____ Data shown

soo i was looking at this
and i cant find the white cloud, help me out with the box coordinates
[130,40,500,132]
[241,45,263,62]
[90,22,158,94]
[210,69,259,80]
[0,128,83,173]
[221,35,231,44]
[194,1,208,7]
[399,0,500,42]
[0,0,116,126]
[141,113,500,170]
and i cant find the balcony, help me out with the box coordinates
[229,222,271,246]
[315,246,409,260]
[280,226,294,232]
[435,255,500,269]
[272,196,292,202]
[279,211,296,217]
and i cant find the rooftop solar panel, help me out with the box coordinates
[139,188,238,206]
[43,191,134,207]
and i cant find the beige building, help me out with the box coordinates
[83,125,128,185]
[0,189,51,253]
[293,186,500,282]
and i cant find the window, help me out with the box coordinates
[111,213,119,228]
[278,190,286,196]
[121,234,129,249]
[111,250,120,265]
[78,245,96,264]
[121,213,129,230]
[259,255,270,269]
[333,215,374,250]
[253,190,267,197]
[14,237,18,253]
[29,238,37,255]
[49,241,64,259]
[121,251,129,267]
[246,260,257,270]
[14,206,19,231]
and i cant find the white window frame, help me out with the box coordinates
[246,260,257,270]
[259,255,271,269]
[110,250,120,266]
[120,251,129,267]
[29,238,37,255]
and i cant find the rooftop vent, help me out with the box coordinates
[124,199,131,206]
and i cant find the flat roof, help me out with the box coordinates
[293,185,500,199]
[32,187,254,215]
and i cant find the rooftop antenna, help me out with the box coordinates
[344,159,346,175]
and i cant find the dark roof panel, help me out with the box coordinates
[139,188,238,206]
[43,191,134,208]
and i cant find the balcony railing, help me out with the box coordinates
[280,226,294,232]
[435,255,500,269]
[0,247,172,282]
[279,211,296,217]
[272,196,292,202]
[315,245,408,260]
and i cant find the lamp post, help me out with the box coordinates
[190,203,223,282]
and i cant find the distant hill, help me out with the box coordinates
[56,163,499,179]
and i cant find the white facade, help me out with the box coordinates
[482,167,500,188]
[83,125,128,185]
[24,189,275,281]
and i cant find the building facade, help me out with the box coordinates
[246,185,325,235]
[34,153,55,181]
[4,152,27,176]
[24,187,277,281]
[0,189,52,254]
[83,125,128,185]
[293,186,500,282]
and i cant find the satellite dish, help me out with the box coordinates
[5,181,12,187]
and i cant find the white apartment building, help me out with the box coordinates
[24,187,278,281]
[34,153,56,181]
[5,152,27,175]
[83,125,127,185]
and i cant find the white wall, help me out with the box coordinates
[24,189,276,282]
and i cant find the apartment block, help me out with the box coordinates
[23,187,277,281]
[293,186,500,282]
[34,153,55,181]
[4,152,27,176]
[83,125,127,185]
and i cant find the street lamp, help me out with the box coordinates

________

* Problem details: Above are some records; repeat all of them exactly.

* Answer to this problem:
soo i was looking at this
and i cant find the white cloud, help me out with the box coordinates
[130,40,500,132]
[241,45,263,62]
[90,22,158,94]
[210,69,259,80]
[0,128,83,173]
[221,35,231,44]
[194,1,208,7]
[399,0,500,42]
[0,0,116,126]
[141,113,500,170]
and i cant find the balcony, help me out with the box coordinates
[229,222,271,246]
[315,246,409,260]
[280,226,294,232]
[435,255,500,269]
[272,196,292,202]
[279,211,296,217]
and i cant find the rooftop solar panel, help me out with the box coordinates
[139,188,238,206]
[43,191,134,207]
and i cant find the beige building, help me out with the box coordinates
[83,125,128,185]
[0,189,51,253]
[293,186,500,282]
and i cant find the window, help me out with the box coordinates
[111,213,119,228]
[278,190,286,196]
[121,234,129,249]
[111,250,120,265]
[78,245,96,264]
[121,213,129,230]
[259,255,270,269]
[333,215,374,250]
[253,190,267,197]
[14,237,18,253]
[29,238,37,255]
[49,241,64,259]
[121,251,129,267]
[246,260,257,270]
[14,206,19,231]
and i cant find the white window frame, help me out with the box coordinates
[246,260,257,270]
[259,255,271,269]
[110,250,120,266]
[120,251,129,267]
[29,238,37,255]
and i cant find the rooftop vent, help me out with the box coordinates
[124,199,131,206]
and i cant find the flat roof, help me out with the box coordinates
[293,185,500,199]
[32,187,254,215]
and i cant find the rooftop antenna, help me out with the box coordinates
[344,159,346,175]
and i cant find the dark roof panel, help me out with the box coordinates
[139,188,238,206]
[43,191,134,208]
and i cant find the balcony railing, help me out with the box coordinates
[280,226,294,232]
[435,255,500,269]
[0,247,172,282]
[279,211,296,217]
[272,196,292,202]
[315,245,408,260]
and i cant find the lamp post, help me out with the box coordinates
[190,203,223,282]
and i cant find the distant hill, help me out with the box coordinates
[56,163,499,179]
and i cant find the white facade, help me out with the box coordinates
[482,167,500,188]
[83,125,128,185]
[24,189,275,281]
and i cant find the building facade, help me out with the box coordinates
[246,185,325,235]
[34,153,55,181]
[4,152,27,176]
[24,187,277,281]
[0,189,52,254]
[83,125,128,185]
[293,186,500,282]
and i cant find the satellite dish, help me out with the box coordinates
[5,181,12,187]
and i cant find the white apartment building, help me out with the box coordinates
[24,187,278,281]
[34,153,56,181]
[5,152,27,175]
[83,125,127,185]
and i cant find the white wall, help me out with the box coordinates
[24,189,276,282]
and i cant find the apartment block, help me out with the box coordinates
[23,187,277,281]
[293,186,500,282]
[34,153,55,181]
[4,152,27,176]
[83,125,127,185]
and i cant find the street lamp, help me out with the box coordinates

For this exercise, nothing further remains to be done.